Goal: Below are records; transcribe only the line with "of the crmls" and those after it, through the last line, without any change.
— Begin Records for this exercise —
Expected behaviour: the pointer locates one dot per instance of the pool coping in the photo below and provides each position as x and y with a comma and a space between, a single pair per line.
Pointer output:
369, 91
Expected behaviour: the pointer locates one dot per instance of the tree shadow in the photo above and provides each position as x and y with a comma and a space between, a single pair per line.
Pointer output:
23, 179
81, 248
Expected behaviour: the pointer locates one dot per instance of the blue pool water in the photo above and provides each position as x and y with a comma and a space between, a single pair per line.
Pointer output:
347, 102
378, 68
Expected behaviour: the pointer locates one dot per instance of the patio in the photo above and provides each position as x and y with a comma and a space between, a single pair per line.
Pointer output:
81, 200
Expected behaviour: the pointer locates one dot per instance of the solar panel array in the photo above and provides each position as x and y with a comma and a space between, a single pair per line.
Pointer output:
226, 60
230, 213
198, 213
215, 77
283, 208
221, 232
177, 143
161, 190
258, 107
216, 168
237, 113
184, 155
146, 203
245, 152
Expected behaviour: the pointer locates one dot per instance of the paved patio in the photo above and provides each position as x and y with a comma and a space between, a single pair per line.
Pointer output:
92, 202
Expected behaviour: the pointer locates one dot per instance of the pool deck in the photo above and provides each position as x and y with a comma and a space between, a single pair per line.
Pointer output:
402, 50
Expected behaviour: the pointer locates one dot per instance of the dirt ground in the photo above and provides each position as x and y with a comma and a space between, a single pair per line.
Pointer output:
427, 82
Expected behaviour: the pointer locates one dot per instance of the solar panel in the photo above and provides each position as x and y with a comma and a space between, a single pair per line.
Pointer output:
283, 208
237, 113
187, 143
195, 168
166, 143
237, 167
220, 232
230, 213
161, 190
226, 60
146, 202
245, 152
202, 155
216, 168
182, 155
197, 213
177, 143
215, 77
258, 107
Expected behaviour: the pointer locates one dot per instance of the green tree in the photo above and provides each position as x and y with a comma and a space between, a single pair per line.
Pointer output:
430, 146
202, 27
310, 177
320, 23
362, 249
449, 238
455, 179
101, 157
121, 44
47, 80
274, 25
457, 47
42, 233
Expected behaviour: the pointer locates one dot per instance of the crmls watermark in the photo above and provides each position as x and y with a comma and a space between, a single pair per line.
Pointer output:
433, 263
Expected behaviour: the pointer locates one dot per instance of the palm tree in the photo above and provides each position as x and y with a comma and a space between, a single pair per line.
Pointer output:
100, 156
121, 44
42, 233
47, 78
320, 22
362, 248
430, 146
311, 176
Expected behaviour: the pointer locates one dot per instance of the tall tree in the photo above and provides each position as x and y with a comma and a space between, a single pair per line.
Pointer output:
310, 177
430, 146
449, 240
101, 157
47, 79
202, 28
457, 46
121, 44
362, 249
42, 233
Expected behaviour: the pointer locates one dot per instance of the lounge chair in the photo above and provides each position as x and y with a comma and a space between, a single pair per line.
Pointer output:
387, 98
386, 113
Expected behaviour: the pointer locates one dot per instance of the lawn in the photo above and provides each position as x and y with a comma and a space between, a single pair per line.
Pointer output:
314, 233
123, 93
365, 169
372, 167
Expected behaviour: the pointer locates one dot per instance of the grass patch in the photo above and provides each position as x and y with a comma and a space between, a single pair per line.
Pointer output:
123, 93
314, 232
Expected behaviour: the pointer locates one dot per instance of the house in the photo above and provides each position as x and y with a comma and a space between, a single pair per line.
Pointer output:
— End Records for this exercise —
Worked answer:
Expected behaviour: the pointer locates one dot per instance of the crmls watermark in the photo above and provides each position as x and y with a comma and a space between, a single pair per line.
Pointer output:
433, 263
Expected behaviour: the pointer locates one dot per instance of the palm tree in the photo above and provides each position as x and y with a comma and a space between, a single pair per line.
Pointer output:
100, 156
121, 44
42, 233
47, 78
320, 22
362, 248
430, 146
311, 176
Expected behaviour: the pointer locates one dot per instance of the tall tree in the photo above and provides each position as x and y with a comma and a space between, a single pair per line.
Pointer output:
310, 177
430, 146
449, 240
101, 157
47, 79
202, 28
457, 46
121, 44
362, 249
42, 233
Expected behaviour: the pointer locates one dot per instance of the lounge chair in the photo above and provides each position as x and y with a comma and a space between, a single pair per line.
Pointer output:
387, 98
386, 113
Expected behaviour: the pointer locates one dot per instance of the lawn in the photo above and provides each position as x and y with a comma and a space between, a single pair per line.
Pointer output:
314, 233
123, 93
365, 169
372, 167
Expected behaviour: the pointer locates one dot per instance of the grass patch in the photo above and provides each position as x and y with a comma and a space between, a single pair per line.
Pointer output:
123, 93
314, 232
Expected behaviour: the pointer locates one dot per instance of the house in the photo above and provides each position as x and y with a comma and a space between, a single pair per line.
Pointer output:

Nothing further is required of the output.